Pick out each line in these entries that contains the string "wing".

• _RECORDED INFORMATION_
━━━━━━━━━━━━━━━━━━━━━━━━━━━━━━

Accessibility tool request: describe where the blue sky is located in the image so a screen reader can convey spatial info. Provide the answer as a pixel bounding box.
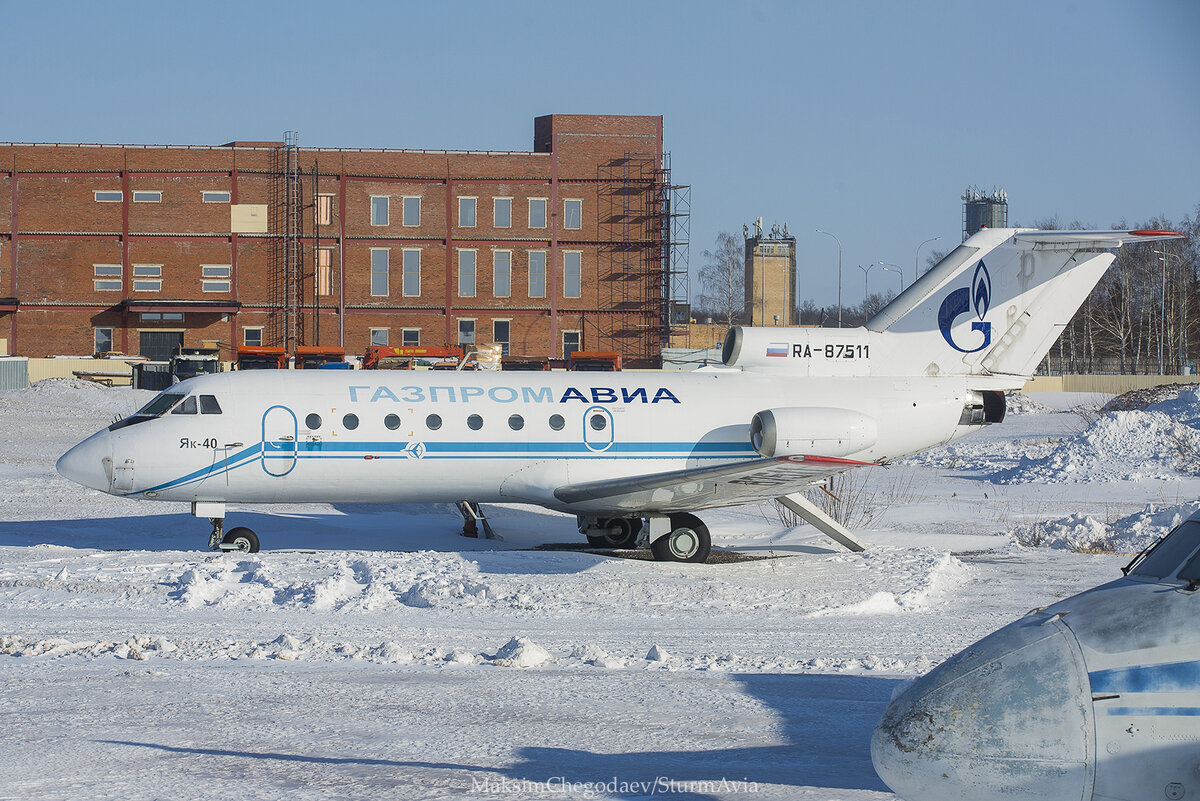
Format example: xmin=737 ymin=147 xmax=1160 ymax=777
xmin=3 ymin=0 xmax=1197 ymax=306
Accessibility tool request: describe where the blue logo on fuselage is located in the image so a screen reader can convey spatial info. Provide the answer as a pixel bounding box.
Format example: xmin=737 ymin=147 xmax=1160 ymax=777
xmin=938 ymin=261 xmax=992 ymax=353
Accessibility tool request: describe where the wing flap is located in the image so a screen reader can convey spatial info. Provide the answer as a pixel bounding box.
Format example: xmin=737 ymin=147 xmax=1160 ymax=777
xmin=553 ymin=454 xmax=872 ymax=513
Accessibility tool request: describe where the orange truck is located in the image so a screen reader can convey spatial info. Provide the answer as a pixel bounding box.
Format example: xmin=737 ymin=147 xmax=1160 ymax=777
xmin=362 ymin=345 xmax=464 ymax=370
xmin=295 ymin=346 xmax=347 ymax=369
xmin=235 ymin=346 xmax=287 ymax=370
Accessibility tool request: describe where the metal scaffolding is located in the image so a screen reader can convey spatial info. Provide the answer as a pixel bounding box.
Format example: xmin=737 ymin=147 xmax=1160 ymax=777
xmin=597 ymin=152 xmax=688 ymax=367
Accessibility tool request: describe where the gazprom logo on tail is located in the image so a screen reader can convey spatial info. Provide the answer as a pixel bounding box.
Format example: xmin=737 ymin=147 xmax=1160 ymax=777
xmin=938 ymin=261 xmax=992 ymax=353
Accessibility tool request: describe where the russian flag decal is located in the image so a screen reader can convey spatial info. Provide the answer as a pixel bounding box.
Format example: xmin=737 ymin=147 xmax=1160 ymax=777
xmin=766 ymin=343 xmax=789 ymax=357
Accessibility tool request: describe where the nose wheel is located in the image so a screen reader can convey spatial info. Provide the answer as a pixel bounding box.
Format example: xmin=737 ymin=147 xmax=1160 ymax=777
xmin=207 ymin=518 xmax=261 ymax=553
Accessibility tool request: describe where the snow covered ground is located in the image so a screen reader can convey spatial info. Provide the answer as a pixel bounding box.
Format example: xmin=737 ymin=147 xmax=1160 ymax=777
xmin=3 ymin=379 xmax=1198 ymax=800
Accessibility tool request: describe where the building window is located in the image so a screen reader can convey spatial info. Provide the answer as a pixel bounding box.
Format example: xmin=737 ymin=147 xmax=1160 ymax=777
xmin=458 ymin=319 xmax=476 ymax=346
xmin=132 ymin=190 xmax=162 ymax=203
xmin=529 ymin=198 xmax=547 ymax=229
xmin=370 ymin=328 xmax=389 ymax=347
xmin=201 ymin=264 xmax=231 ymax=292
xmin=563 ymin=330 xmax=582 ymax=359
xmin=494 ymin=197 xmax=512 ymax=228
xmin=493 ymin=250 xmax=511 ymax=298
xmin=528 ymin=251 xmax=546 ymax=298
xmin=202 ymin=191 xmax=231 ymax=203
xmin=94 ymin=328 xmax=114 ymax=355
xmin=402 ymin=328 xmax=420 ymax=347
xmin=402 ymin=249 xmax=421 ymax=297
xmin=403 ymin=196 xmax=420 ymax=226
xmin=94 ymin=191 xmax=122 ymax=202
xmin=243 ymin=327 xmax=264 ymax=347
xmin=317 ymin=249 xmax=333 ymax=296
xmin=93 ymin=264 xmax=122 ymax=292
xmin=141 ymin=312 xmax=182 ymax=322
xmin=458 ymin=196 xmax=476 ymax=227
xmin=563 ymin=252 xmax=581 ymax=298
xmin=316 ymin=194 xmax=334 ymax=226
xmin=370 ymin=248 xmax=389 ymax=296
xmin=564 ymin=199 xmax=582 ymax=229
xmin=133 ymin=264 xmax=162 ymax=293
xmin=493 ymin=319 xmax=510 ymax=356
xmin=458 ymin=249 xmax=476 ymax=297
xmin=370 ymin=196 xmax=389 ymax=226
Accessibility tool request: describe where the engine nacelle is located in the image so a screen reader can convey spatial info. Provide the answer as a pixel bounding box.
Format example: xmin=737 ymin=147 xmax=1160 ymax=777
xmin=749 ymin=407 xmax=878 ymax=458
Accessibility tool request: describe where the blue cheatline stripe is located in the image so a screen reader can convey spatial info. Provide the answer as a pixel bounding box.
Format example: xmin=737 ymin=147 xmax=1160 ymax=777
xmin=136 ymin=443 xmax=263 ymax=495
xmin=1102 ymin=707 xmax=1200 ymax=717
xmin=135 ymin=439 xmax=754 ymax=494
xmin=291 ymin=440 xmax=754 ymax=455
xmin=1089 ymin=660 xmax=1200 ymax=694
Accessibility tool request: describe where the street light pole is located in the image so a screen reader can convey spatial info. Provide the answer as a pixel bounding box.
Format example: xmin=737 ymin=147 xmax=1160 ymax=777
xmin=914 ymin=236 xmax=941 ymax=283
xmin=857 ymin=263 xmax=875 ymax=308
xmin=816 ymin=229 xmax=843 ymax=327
xmin=878 ymin=263 xmax=904 ymax=291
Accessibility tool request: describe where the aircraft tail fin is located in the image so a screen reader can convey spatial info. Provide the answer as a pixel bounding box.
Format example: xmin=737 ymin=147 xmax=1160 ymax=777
xmin=865 ymin=228 xmax=1186 ymax=380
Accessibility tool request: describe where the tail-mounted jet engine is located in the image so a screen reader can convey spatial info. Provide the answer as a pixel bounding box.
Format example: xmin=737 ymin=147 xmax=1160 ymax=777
xmin=749 ymin=407 xmax=878 ymax=458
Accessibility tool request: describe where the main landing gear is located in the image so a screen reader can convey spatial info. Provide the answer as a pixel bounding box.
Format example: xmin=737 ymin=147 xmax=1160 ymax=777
xmin=195 ymin=502 xmax=261 ymax=554
xmin=578 ymin=514 xmax=712 ymax=563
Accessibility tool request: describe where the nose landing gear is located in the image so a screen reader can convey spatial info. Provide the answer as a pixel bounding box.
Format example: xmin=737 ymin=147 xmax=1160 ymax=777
xmin=196 ymin=502 xmax=261 ymax=554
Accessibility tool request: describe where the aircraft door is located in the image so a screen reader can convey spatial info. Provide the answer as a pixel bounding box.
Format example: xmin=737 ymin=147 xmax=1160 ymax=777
xmin=582 ymin=405 xmax=615 ymax=453
xmin=261 ymin=405 xmax=298 ymax=477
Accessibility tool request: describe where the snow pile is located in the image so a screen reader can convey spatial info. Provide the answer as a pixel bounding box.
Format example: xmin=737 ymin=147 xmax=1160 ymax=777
xmin=995 ymin=410 xmax=1200 ymax=483
xmin=1013 ymin=500 xmax=1200 ymax=553
xmin=809 ymin=553 xmax=969 ymax=617
xmin=1 ymin=378 xmax=150 ymax=416
xmin=491 ymin=636 xmax=553 ymax=668
xmin=1005 ymin=392 xmax=1055 ymax=416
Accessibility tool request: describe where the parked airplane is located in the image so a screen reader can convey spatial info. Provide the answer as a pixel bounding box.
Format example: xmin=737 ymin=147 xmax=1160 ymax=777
xmin=872 ymin=510 xmax=1200 ymax=801
xmin=57 ymin=228 xmax=1184 ymax=560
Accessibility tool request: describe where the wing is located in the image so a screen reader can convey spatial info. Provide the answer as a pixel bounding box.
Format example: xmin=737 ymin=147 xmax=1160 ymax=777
xmin=553 ymin=454 xmax=873 ymax=514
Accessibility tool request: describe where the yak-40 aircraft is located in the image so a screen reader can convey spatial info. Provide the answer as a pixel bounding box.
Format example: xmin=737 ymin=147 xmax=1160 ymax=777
xmin=58 ymin=227 xmax=1184 ymax=561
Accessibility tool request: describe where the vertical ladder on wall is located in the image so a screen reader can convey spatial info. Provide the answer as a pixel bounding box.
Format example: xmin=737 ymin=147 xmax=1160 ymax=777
xmin=267 ymin=145 xmax=287 ymax=347
xmin=283 ymin=131 xmax=302 ymax=352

━━━━━━━━━━━━━━━━━━━━━━━━━━━━━━

• _ANSWER_
Accessibility tool request: describe where the wing flap is located in the image so a screen reader can convey spatial info. Provide the answer as a pixel bounding box.
Accessibility tool request: describe where the wing is located in the image so a screen reader can convey spatial info. Provide the answer as a pixel bounding box.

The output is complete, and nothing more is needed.